WORK INSTRUCTIONS:
Nothing before the line containing "Target: weathered wooden plank" belongs in the answer; quote that line and all lines after it through the end of the material, word for word.
Begin PROVIDED MATERIAL
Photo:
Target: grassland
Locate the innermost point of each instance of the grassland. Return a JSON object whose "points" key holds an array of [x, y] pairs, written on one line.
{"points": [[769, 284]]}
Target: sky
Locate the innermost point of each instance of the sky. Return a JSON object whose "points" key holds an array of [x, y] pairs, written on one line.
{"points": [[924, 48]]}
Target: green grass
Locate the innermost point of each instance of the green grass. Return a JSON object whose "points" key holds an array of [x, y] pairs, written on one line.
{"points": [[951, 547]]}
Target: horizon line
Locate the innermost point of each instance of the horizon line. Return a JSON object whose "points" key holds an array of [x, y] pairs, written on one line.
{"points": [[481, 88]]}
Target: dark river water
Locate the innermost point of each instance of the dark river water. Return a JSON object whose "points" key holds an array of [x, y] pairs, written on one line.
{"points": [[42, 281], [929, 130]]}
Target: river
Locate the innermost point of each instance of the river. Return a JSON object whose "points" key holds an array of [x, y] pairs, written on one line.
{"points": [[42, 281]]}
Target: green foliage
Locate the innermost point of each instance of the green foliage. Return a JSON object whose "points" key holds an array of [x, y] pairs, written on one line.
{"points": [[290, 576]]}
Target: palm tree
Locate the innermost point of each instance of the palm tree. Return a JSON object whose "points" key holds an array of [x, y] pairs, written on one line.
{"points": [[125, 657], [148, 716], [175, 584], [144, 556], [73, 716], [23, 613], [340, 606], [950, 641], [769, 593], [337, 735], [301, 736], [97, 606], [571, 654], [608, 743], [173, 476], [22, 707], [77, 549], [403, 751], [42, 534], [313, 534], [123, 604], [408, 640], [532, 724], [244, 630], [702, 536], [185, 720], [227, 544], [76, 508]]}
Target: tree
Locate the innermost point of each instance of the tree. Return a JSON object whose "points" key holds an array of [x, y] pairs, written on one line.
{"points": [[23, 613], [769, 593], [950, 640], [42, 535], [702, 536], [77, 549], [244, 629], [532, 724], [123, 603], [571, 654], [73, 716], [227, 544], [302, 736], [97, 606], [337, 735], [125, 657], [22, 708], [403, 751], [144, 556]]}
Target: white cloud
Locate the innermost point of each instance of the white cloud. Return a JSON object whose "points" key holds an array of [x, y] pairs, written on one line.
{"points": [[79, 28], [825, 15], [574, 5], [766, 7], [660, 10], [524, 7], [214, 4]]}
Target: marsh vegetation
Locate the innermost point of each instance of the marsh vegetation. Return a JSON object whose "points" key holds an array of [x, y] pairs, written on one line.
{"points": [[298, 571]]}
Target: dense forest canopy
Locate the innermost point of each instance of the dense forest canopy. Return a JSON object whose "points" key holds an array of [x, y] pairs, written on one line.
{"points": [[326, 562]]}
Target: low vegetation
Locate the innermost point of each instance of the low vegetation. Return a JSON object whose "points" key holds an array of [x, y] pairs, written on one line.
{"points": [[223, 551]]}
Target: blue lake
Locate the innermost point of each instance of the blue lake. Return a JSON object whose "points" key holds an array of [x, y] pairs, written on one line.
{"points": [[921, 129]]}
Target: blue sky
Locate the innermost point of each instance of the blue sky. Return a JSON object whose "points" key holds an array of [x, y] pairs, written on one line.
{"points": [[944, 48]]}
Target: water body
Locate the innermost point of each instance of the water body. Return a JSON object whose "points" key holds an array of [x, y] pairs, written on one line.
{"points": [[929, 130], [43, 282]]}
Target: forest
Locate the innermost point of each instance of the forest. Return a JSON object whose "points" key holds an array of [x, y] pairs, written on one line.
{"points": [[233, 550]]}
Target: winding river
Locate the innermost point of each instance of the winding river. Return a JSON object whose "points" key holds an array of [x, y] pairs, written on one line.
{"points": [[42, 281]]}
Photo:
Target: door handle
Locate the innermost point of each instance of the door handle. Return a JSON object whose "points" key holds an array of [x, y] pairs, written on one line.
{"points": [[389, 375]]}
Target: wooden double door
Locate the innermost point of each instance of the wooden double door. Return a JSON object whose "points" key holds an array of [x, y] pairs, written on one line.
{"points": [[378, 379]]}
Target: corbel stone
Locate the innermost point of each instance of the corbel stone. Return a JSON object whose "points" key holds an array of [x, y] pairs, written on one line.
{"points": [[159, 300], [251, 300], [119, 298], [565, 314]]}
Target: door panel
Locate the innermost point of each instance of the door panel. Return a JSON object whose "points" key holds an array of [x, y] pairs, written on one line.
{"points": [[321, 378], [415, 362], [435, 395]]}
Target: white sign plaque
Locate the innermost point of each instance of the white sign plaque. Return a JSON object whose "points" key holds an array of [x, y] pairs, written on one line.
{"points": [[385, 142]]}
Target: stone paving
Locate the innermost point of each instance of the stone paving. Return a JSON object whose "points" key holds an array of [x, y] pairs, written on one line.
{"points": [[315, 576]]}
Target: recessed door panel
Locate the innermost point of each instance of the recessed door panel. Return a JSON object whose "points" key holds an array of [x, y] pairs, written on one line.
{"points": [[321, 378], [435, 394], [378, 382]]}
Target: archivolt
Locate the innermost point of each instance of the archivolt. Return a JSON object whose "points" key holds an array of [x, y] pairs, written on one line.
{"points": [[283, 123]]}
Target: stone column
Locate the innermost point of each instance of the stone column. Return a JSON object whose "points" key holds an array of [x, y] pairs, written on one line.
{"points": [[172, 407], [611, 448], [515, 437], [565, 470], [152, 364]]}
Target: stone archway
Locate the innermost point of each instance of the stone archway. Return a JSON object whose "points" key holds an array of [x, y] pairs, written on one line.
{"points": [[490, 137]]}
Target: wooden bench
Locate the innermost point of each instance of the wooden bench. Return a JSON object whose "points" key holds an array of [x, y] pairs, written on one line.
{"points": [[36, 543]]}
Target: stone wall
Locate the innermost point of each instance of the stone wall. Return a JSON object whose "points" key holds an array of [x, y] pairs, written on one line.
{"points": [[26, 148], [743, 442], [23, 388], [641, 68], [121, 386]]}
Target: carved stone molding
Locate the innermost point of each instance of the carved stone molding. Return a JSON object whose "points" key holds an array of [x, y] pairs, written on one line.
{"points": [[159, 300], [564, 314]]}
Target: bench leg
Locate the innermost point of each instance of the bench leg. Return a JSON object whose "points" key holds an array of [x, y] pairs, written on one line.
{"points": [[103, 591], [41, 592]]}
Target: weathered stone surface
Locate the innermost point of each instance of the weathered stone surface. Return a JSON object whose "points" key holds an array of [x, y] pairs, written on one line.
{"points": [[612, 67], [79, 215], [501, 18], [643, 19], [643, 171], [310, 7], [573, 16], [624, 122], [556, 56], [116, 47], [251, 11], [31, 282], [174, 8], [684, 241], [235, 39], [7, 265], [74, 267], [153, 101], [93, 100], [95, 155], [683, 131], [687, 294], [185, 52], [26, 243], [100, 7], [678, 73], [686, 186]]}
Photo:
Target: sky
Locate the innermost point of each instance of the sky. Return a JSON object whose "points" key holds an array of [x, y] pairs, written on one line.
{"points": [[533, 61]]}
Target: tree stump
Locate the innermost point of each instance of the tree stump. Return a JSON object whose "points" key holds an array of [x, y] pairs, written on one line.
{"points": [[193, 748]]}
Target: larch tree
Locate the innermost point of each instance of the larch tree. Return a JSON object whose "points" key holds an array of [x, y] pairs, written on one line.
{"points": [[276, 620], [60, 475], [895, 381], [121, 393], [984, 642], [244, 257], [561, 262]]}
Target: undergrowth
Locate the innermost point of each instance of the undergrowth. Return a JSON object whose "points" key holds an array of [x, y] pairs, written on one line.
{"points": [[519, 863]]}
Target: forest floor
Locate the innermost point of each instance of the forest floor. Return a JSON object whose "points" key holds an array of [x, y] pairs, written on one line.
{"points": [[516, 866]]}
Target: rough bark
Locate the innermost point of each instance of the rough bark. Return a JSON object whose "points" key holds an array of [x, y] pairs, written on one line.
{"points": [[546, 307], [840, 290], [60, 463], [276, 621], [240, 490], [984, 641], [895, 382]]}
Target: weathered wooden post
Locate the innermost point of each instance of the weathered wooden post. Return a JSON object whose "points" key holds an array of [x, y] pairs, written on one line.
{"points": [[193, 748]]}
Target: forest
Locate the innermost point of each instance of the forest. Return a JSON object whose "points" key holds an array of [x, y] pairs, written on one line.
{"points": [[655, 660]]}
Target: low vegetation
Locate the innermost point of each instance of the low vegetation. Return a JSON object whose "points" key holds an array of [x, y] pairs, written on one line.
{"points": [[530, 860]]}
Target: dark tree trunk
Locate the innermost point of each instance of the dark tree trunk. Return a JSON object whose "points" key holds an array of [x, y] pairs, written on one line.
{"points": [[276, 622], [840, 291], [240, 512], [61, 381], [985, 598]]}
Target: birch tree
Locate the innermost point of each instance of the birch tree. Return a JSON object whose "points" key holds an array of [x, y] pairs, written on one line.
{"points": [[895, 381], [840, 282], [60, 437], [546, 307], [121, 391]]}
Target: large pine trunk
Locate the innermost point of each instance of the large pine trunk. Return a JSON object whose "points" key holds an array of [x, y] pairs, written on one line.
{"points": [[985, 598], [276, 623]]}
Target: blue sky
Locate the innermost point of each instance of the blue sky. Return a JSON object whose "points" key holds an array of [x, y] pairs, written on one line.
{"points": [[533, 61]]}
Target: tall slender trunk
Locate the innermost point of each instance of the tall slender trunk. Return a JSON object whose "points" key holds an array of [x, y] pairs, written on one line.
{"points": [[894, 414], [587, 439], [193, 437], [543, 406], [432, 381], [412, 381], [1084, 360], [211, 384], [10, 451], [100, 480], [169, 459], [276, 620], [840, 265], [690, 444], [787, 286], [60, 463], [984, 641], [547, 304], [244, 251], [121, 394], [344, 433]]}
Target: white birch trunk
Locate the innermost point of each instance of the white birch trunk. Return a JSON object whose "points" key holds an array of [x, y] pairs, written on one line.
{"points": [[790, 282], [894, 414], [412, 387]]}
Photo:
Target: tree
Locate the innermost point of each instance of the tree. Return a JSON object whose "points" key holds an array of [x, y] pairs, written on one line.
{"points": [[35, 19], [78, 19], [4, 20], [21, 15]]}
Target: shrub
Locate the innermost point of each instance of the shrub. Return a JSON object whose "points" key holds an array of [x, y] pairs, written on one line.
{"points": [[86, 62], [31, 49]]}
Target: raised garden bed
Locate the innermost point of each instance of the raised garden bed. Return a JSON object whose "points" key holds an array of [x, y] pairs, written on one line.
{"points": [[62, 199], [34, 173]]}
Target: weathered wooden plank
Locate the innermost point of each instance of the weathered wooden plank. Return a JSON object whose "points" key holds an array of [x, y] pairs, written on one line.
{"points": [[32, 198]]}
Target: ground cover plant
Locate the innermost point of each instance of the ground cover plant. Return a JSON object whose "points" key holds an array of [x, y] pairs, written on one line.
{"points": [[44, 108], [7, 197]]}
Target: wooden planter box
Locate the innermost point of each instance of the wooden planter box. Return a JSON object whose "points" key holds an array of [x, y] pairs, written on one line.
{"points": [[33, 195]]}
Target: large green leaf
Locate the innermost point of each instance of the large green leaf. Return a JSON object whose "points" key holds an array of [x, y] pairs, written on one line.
End PROVIDED MATERIAL
RESULT FOR THIS EXERCISE:
Target: weathered wooden plank
Locate the innermost point of each instance of the weathered wooden plank. Return a JSON object whose "points" key holds an array of [x, y] pairs, written on one line.
{"points": [[32, 198]]}
Target: ground cover plant
Locate the innermost point of each instance of the ground cover plant. Return a JSON object whose "points" key holds an array of [x, y] pairs, written on one line.
{"points": [[44, 108], [7, 197]]}
Target: wooden planter box
Locate the innermost point of each instance of the wooden planter box. Return a JSON object whose "points" key holds an array of [x, y] pairs, written on one line.
{"points": [[33, 195]]}
Target: large green leaf
Locate the innermost point of each instance of the large green leaf. Return a JSON object whose "points" key holds an array of [x, y] pairs, written on one line.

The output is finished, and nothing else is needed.